- **Work task**
Your task is to output, without alteration, each line from the one containing "14L48 20L0 38L1" through the final line of the records below.

- **Records supplied**
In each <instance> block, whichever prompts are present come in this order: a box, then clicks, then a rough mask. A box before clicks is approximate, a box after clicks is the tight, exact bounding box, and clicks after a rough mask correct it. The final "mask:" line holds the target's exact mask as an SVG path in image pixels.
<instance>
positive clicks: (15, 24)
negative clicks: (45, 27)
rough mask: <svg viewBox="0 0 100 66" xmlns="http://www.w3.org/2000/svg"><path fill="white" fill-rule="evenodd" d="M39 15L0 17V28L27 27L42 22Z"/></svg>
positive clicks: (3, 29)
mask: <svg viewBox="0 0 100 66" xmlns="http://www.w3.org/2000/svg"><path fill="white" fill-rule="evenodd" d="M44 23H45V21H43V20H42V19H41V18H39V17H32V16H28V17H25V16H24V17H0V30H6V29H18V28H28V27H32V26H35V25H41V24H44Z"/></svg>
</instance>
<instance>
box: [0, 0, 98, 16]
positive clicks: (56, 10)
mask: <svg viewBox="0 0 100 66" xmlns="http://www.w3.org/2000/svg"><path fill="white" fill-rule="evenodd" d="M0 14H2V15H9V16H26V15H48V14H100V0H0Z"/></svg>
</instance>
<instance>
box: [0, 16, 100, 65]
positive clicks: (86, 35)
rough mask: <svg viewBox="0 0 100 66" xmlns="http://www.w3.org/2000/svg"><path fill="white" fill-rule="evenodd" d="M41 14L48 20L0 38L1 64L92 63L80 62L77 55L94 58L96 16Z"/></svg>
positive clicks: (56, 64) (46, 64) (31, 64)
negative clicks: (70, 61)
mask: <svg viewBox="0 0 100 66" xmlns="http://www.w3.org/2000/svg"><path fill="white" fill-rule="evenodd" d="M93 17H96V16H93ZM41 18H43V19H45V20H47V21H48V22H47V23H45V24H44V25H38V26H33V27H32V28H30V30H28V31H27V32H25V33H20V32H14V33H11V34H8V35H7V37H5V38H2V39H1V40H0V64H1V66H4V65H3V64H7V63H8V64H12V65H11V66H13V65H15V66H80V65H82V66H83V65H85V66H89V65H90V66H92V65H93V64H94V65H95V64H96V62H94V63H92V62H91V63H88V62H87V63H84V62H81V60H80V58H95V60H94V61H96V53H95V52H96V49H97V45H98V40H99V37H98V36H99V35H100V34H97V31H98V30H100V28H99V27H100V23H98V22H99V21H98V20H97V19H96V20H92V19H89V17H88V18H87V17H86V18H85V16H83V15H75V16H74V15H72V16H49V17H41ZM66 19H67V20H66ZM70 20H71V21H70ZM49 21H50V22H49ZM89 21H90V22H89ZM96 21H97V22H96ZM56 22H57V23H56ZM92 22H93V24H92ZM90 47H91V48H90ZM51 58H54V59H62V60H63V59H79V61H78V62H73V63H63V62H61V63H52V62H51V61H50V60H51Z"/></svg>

- **Solved exercise**
rough mask: <svg viewBox="0 0 100 66" xmlns="http://www.w3.org/2000/svg"><path fill="white" fill-rule="evenodd" d="M41 14L48 20L0 38L1 64L92 63L80 62L77 55L94 58L96 16Z"/></svg>
positive clicks: (56, 64) (46, 64) (31, 64)
negative clicks: (70, 61)
mask: <svg viewBox="0 0 100 66" xmlns="http://www.w3.org/2000/svg"><path fill="white" fill-rule="evenodd" d="M93 17H96V16H93ZM41 18H43V19H45V20H47V21H48V22H47V23H45V24H44V25H38V26H33V27H32V28H30V30H28V31H27V32H25V33H20V32H14V33H11V34H8V35H7V37H5V38H2V39H1V40H0V64H1V66H4V65H3V64H7V63H8V64H12V65H11V66H13V65H15V66H80V65H82V66H83V65H85V66H89V65H90V66H92V65H93V64H94V65H95V64H96V62H94V63H92V62H91V63H88V62H87V63H84V62H81V60H80V58H95V60H94V61H96V53H95V52H96V49H97V45H98V40H99V37H98V36H99V35H100V34H97V31H98V30H100V28H99V27H100V23H98V22H99V21H98V20H97V19H96V20H92V19H89V17H88V18H87V17H86V18H85V16H83V15H75V16H74V15H72V16H49V17H41ZM66 19H67V20H66ZM70 20H71V21H70ZM49 21H50V22H49ZM89 21H90V22H89ZM96 21H97V22H96ZM56 22H57V23H56ZM92 22H93V24H92ZM90 47H91V48H90ZM51 58H54V59H62V60H63V59H79V61H78V62H73V63H63V62H61V63H52V62H51V61H50V60H51Z"/></svg>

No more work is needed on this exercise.